■ **Stated task**
Copy out every item below, requests included, and shift each answer coordinate by adding 135 to both of its numbers.

■ **Records supplied**
::::
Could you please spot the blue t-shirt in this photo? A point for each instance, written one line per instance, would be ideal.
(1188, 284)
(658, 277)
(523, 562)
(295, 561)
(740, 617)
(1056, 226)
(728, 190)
::::
■ **Solution**
Could you please spot the blue t-shirt in this photo? A point for each instance, written one line per instance, would be ideal.
(1323, 419)
(793, 412)
(658, 697)
(430, 696)
(875, 752)
(1191, 361)
(863, 325)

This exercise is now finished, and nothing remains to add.